TEXT PROVIDED ->
----------

Stephens and Repatriation Commission
[2001] AATA 796
•19 September 2001
DECISION AND REASONS FOR DECISION [2001] AATA 796
ADMINISTRATIVE APPEALS TRIBUNAL )
) No S2000/318
VETERANS' APPEALS DIVISION )
Re BERNARD GEORGE STEPHENS
Applicant
And REPATRIATION COMMISSION
Respondent
DECISION
Tribunal Senior Member WJF Purcell
Date19 September 2001
PlaceAdelaide
Decision The Tribunal affirms the decision under review.
(Signed)
WJF PURCELL
(Senior Member)
CATCHWORDS
VETERANS' AFFAIRS - veterans' entitlements - Service Pension - assets test - wife's 2,578 fully paid shares in an unlisted public company - value placed on shares – change in assets – whether overpayment had arisen – whether sufficient consideration of valuation principles
Veterans' Entitlements Act 1986 sections 54, 56B
REASONS FOR DECISION
19 September 2001 Senior Member WJF Purcell
This is an application for review of a decision of the Repatriation Commission (the Commission) of 29 November 1999, to raise and recover an overpayment of service pension in the sum of $976.50 for the period 6 November 1997 to 25 February 1999, pursuant to section 56B of the Veteran's Entitlements Act 1986 (the Act). The decision was affirmed by a Senior Review Officer on 12 July 2000.
The evidence before the Tribunal comprised the documents lodged pursuant to section 37 of the Administrative Appeals Tribunal Act 1975 (the T Documents) together with exhibits tendered by the parties. The applicant who gave oral evidence was represented by his nephew, Mr M Fuller. Mr G Doube, Departmental advocate, represented the Commission.
The applicant has been in receipt of service pension since 19 March 1992. His service pension is assessed under the assets test, and one of the relevant assets was his wife's 2,578 fully paid shares in an unlisted public company, J & AG Johnston Limited (the Company). On the applicant's evidence, when he applied for pension in 1992, he sought advice from the then Company Secretary, as to the value of the shares, and was advised that they were worth $4.00 each. This was the value the applicant declared.
In August 1997 the Department of Veterans' Affairs (the Department) recorded, in error, via its computer system, that the Company shares had a "nil" value. When the applicant noted the error he contacted the then Secretary of the Company, who, he says, advised him that the Commissioner of Stamps had accepted, recently, a value of $2.50 per share. On 18 August 1997 the applicant advised the Department of its error, and entered a value of $2.50 per share.
On 20 January 1998 the applicant advised the Department of changes in assets held by his wife. The letter reads in part:
"I have to advise the following changes in assets held, in particular, those assets held by Mrs. Patricia M. Stephens.
1. Argo Investments Ltd.
On 27/10/97, subsequent to an announcement by Argo of a new share issue, an application was lodged for 520 shares.
Certification of allocation, dated 27/11/97, was received in December 1997.

----------

Write out the portion of the tribunal decision above from "On 20 January" to "Patricia M. Stephens.", word for word.

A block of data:
----------

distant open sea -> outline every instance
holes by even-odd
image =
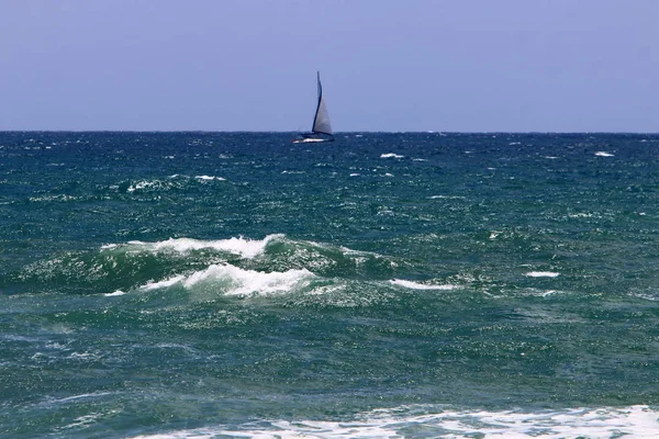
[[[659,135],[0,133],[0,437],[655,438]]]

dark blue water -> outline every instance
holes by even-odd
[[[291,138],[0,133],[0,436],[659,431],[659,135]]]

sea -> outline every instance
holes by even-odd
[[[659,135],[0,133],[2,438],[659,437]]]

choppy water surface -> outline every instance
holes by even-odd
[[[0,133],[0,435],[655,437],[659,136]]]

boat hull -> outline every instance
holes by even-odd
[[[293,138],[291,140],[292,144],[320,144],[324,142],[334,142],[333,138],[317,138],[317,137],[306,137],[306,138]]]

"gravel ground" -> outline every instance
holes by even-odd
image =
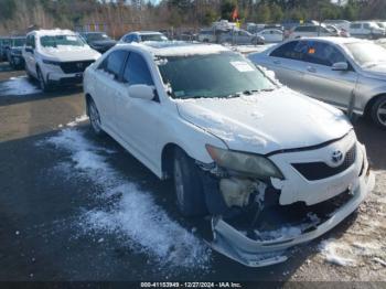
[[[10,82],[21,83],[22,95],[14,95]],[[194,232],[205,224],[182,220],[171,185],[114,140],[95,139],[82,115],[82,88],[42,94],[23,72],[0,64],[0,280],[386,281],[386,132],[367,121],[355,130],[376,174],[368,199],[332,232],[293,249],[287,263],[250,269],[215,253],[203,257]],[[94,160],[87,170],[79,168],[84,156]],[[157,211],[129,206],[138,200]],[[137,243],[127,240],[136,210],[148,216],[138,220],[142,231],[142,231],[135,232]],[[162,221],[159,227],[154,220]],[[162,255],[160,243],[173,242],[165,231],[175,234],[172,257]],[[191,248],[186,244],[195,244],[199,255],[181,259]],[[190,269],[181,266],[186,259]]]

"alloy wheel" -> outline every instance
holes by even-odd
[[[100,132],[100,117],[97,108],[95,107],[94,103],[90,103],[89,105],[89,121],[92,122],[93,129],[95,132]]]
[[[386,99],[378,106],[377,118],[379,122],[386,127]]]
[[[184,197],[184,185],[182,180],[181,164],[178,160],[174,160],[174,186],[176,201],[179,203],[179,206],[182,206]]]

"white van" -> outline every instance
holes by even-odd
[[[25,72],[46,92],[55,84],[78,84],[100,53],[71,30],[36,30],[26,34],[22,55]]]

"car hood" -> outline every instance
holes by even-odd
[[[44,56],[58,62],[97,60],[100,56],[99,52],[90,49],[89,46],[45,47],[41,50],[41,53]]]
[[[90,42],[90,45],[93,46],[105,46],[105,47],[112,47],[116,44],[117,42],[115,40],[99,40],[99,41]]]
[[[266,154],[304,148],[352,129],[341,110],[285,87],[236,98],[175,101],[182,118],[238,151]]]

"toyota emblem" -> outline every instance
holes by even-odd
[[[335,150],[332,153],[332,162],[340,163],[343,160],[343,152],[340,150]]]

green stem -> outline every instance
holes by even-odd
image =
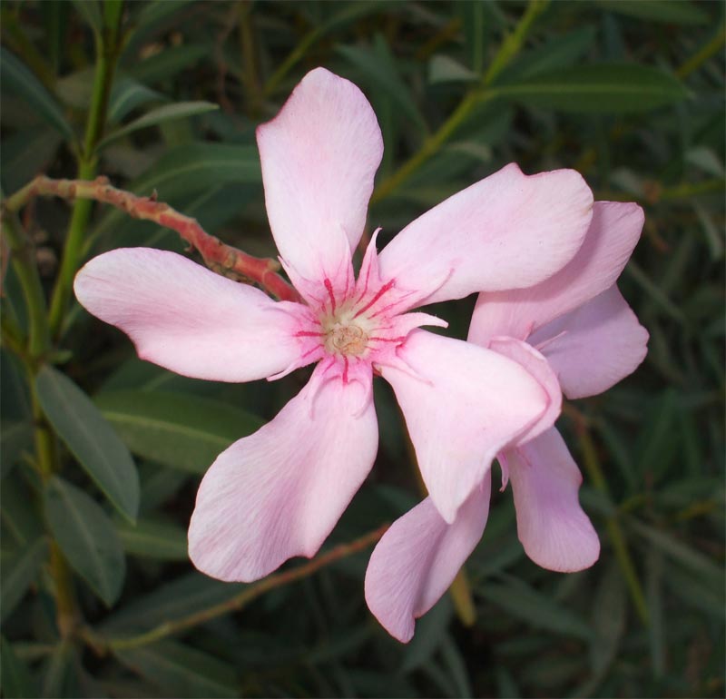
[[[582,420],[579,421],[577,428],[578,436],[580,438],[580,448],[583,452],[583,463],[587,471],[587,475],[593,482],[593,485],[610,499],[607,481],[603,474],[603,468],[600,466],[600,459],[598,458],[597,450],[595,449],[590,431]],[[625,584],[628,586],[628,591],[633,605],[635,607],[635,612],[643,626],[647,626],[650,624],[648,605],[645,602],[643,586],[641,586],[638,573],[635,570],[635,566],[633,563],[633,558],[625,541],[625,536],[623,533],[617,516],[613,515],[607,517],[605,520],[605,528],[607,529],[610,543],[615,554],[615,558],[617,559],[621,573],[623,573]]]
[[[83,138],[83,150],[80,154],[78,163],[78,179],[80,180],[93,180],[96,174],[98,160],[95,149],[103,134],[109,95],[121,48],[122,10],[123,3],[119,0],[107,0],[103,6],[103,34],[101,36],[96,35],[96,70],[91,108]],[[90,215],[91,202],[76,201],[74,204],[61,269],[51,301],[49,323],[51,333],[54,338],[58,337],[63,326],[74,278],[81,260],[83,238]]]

----------

EXERCISE OUTPUT ->
On 20 January 1998 the applicant advised the Department of changes in assets held by his wife. The letter reads in part:
"I have to advise the following changes in assets held, in particular, those assets held by Mrs. Patricia M. Stephens.